+++ Materials provided +++
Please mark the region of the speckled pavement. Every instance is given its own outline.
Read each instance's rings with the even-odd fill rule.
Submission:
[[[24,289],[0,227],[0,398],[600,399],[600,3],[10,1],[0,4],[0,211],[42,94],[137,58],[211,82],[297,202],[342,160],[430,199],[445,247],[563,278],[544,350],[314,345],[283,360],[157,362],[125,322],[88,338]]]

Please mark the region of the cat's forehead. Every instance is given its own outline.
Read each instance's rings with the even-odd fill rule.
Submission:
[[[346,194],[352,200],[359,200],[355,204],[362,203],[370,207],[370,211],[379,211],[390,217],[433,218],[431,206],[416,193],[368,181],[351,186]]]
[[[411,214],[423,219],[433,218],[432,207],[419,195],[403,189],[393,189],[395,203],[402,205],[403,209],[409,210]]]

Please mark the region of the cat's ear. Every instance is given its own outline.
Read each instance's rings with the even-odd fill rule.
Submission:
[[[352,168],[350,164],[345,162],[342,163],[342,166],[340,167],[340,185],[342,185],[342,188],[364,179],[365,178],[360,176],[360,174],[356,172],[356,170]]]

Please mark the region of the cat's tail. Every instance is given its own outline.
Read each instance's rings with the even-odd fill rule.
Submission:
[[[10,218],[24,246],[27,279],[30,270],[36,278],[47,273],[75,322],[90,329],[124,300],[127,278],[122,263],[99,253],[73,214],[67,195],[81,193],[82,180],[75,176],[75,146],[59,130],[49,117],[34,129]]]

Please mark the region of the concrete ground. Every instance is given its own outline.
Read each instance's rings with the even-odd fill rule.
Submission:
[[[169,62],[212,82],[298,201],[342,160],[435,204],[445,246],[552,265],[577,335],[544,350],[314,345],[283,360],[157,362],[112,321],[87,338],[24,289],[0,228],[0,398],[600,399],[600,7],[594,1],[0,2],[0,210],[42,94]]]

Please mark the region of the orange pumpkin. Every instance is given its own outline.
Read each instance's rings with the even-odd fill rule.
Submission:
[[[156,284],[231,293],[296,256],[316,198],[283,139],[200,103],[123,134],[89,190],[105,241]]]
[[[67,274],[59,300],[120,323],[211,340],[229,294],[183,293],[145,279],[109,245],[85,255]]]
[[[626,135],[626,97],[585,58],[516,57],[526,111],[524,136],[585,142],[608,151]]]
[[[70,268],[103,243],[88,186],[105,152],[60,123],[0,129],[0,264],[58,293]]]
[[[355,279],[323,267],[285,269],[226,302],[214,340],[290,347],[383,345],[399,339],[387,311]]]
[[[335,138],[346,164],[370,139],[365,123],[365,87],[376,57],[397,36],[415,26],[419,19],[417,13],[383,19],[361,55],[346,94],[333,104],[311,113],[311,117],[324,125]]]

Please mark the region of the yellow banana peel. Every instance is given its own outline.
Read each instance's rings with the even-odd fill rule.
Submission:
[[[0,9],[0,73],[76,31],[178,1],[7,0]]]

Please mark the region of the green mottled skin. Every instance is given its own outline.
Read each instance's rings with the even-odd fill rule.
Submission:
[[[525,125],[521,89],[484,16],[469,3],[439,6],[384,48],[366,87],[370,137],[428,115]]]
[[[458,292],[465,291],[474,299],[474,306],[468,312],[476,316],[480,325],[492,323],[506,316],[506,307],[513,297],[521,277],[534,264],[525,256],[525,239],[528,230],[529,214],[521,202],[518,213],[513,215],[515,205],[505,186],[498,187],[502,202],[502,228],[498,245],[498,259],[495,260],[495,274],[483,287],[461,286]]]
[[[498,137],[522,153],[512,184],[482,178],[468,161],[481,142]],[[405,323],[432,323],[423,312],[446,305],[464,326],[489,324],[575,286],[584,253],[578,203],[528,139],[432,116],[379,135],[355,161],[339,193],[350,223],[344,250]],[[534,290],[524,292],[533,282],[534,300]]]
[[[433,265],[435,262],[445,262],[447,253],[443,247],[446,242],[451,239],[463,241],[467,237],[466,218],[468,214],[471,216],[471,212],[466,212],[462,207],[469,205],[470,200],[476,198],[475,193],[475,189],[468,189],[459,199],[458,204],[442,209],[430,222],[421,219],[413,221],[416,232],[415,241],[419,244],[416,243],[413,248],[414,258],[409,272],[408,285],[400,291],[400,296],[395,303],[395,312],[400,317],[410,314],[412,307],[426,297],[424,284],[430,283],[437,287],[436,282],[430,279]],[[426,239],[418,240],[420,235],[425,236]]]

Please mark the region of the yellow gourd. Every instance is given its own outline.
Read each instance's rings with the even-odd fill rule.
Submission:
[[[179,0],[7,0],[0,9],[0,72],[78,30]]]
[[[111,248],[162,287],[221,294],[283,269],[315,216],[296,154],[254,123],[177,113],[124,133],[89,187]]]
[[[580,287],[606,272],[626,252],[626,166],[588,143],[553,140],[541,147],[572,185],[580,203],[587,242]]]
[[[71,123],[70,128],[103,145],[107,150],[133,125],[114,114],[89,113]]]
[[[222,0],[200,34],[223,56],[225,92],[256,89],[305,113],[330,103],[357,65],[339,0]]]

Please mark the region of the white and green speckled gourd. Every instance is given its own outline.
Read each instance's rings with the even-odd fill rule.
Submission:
+++
• **Exercise brief**: Copy all lines in the listing above where the string "green" appears.

• **Problem solution**:
Please mark the region of the green mottled skin. Every instance is given its own outline.
Please mark the region of the white and green speckled gourd. Every instance is given its own outline.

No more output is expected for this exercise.